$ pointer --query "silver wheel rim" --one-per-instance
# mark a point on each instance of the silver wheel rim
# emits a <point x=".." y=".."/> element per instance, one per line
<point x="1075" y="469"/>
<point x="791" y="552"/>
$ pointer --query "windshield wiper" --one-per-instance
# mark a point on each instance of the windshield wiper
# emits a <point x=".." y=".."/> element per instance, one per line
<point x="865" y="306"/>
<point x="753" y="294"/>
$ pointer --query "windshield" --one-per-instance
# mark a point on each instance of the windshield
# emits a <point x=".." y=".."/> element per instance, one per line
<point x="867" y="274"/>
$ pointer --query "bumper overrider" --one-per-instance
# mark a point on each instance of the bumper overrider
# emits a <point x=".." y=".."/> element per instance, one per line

..........

Return each line of the data above that contains the string "windshield".

Reply to the task »
$ pointer --query "windshield wiper" --one-per-instance
# mark a point on each instance of the windshield wiper
$ pointer --query "windshield" --one-per-instance
# mark a point on each instance of the windshield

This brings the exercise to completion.